Task brief
Quote every line of the material beneath this one.

[Point-based annotation data]
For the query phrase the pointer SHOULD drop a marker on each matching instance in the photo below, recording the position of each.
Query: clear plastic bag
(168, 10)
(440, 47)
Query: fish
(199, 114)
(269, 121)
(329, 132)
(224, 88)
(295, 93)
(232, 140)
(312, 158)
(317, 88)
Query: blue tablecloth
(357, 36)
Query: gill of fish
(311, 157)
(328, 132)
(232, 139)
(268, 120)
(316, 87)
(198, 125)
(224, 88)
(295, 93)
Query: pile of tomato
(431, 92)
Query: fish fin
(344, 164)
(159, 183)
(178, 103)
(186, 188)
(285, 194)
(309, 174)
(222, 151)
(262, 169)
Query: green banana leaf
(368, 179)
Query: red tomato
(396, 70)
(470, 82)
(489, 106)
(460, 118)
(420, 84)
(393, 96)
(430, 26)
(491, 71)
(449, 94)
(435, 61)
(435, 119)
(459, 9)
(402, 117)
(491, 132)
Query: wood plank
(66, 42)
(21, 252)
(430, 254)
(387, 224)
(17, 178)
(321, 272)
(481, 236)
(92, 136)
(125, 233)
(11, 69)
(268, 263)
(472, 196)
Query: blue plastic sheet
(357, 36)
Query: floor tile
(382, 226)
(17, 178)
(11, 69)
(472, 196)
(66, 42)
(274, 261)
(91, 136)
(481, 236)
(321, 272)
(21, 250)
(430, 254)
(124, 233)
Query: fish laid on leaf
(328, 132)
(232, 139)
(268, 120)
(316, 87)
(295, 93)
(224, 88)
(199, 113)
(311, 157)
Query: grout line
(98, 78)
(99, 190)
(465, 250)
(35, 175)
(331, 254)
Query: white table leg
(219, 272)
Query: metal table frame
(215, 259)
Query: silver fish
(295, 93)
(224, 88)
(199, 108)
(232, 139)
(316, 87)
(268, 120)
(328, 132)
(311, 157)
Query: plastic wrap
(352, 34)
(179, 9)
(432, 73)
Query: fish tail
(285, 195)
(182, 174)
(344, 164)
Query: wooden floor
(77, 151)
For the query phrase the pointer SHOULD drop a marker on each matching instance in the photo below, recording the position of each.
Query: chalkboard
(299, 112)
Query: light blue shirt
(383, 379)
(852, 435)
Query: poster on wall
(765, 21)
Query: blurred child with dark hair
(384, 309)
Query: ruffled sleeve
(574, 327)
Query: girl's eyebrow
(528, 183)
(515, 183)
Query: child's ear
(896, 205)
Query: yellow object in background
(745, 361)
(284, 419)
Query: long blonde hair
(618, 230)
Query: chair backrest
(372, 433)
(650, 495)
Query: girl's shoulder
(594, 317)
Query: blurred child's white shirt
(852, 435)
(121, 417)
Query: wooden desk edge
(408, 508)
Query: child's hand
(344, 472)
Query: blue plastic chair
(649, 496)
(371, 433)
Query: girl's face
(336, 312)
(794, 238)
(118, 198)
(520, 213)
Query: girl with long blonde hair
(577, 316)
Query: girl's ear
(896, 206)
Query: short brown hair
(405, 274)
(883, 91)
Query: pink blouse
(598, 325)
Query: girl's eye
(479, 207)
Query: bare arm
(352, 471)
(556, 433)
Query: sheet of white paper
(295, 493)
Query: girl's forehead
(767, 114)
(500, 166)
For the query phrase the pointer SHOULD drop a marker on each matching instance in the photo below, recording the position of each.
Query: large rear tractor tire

Expected answer
For the query phrase the pointer SHOULD drop a marker on each matching instance in the photo below, recording the position of each.
Query: clear plastic bag
(168, 10)
(440, 47)
Query: fish
(199, 114)
(269, 121)
(329, 132)
(224, 88)
(295, 93)
(232, 140)
(312, 158)
(317, 88)
Query: blue tablecloth
(357, 36)
Query: gill of fish
(311, 157)
(328, 132)
(232, 139)
(268, 120)
(316, 87)
(198, 125)
(224, 88)
(295, 93)
Query: pile of tomato
(431, 92)
Query: fish fin
(344, 164)
(159, 183)
(178, 103)
(186, 188)
(285, 194)
(309, 174)
(222, 151)
(262, 169)
Query: green banana leaf
(368, 179)
Query: red tomato
(396, 70)
(470, 82)
(489, 106)
(460, 118)
(420, 84)
(393, 96)
(430, 26)
(491, 71)
(449, 94)
(435, 61)
(435, 119)
(459, 9)
(402, 117)
(491, 132)
Query: wood plank
(66, 42)
(21, 252)
(430, 254)
(387, 224)
(17, 178)
(321, 272)
(481, 236)
(92, 136)
(125, 233)
(11, 69)
(268, 263)
(472, 196)
Query: blue plastic sheet
(357, 36)
Query: floor tile
(382, 226)
(17, 178)
(11, 69)
(472, 196)
(66, 42)
(274, 261)
(91, 136)
(481, 236)
(321, 272)
(21, 250)
(430, 254)
(124, 233)
Query: fish laid on leaf
(328, 132)
(232, 139)
(268, 120)
(316, 87)
(295, 93)
(224, 88)
(199, 113)
(311, 157)
Query: grout line
(98, 78)
(99, 190)
(465, 250)
(35, 175)
(331, 254)
Query: white table leg
(219, 272)
Query: metal table frame
(215, 259)
Query: silver fish
(295, 93)
(224, 88)
(199, 108)
(232, 139)
(316, 87)
(268, 120)
(328, 132)
(311, 157)
Query: plastic wrap
(352, 34)
(179, 9)
(432, 73)
Query: fish tail
(285, 195)
(182, 174)
(344, 164)
Query: wooden floor
(77, 151)
For the query phrase the pointer SHOULD drop a marker on each matching instance in the photo below, recording the position of each.
Query: chalkboard
(299, 112)
Query: light blue shirt
(383, 379)
(852, 435)
Query: poster on wall
(765, 21)
Query: blurred child with dark hair
(384, 309)
Query: ruffled sleeve
(574, 327)
Query: girl's eyebrow
(528, 183)
(515, 183)
Query: child's ear
(896, 205)
Query: yellow object in background
(745, 361)
(284, 419)
Query: long blonde hair
(618, 230)
Query: chair backrest
(372, 433)
(650, 495)
Query: girl's shoulder
(594, 317)
Query: blurred child's white shirt
(852, 435)
(121, 417)
Query: wooden desk edge
(408, 508)
Query: child's hand
(344, 472)
Query: blue plastic chair
(649, 496)
(371, 433)
Query: girl's face
(336, 312)
(794, 238)
(118, 198)
(520, 213)
Query: girl with long blonde hair
(577, 316)
Query: girl's ear
(896, 206)
Query: short brown hair
(405, 274)
(883, 91)
Query: pink blouse
(598, 325)
Query: girl's eye
(479, 207)
Query: bare arm
(352, 471)
(556, 433)
Query: sheet of white paper
(295, 493)
Query: girl's forehead
(767, 114)
(500, 166)
For the query phrase the pointer SHOULD drop a marker on each matching instance in the photo below, recording the position of each.
Query: large rear tractor tire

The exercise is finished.